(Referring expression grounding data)
_____

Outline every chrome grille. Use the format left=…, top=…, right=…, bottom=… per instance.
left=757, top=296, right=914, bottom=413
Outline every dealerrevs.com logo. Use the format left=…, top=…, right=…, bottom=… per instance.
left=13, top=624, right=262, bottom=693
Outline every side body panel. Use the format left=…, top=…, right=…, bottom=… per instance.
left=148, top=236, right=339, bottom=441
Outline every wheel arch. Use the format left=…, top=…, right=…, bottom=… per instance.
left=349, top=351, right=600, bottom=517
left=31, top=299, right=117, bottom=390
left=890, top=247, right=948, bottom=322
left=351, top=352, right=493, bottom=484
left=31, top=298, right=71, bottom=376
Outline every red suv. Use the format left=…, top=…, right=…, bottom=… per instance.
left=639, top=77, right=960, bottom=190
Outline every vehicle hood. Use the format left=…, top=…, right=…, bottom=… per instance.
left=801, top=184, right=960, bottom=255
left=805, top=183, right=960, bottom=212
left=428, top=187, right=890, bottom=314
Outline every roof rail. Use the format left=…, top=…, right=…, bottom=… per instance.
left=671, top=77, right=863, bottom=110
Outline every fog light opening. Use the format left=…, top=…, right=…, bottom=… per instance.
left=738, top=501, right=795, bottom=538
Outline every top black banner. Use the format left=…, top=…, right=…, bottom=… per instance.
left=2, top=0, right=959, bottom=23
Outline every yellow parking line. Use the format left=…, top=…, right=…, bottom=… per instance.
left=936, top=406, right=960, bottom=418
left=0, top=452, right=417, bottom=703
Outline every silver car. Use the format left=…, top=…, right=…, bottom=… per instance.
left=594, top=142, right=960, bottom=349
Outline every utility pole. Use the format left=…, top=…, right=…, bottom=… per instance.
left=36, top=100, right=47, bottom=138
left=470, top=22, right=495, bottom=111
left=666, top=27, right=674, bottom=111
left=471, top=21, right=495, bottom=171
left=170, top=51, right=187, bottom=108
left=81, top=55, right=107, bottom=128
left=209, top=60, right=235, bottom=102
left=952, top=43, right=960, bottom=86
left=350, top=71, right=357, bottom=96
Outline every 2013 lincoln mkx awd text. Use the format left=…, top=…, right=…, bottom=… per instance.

_____

> [AIM OF THE EXERCISE]: An exact copy of the lines from the one containing "Outline every yellow" through the end of the data above is the whole answer.

> [EXERCISE OUTPUT]:
Outline every yellow parking line. Use the format left=…, top=…, right=…, bottom=… per instance.
left=936, top=406, right=960, bottom=418
left=0, top=452, right=417, bottom=703
Outline every silver car. Use the format left=…, top=…, right=…, bottom=… per instance.
left=594, top=142, right=960, bottom=349
Outline every utility pole. Use the format left=…, top=…, right=…, bottom=… per instance.
left=36, top=100, right=47, bottom=138
left=470, top=22, right=495, bottom=111
left=666, top=27, right=674, bottom=111
left=471, top=21, right=495, bottom=171
left=170, top=51, right=187, bottom=108
left=81, top=55, right=107, bottom=128
left=209, top=60, right=235, bottom=102
left=952, top=43, right=960, bottom=86
left=350, top=71, right=357, bottom=96
Outline every 2013 lincoln mkx awd text. Use the format left=…, top=…, right=…, bottom=… per instance.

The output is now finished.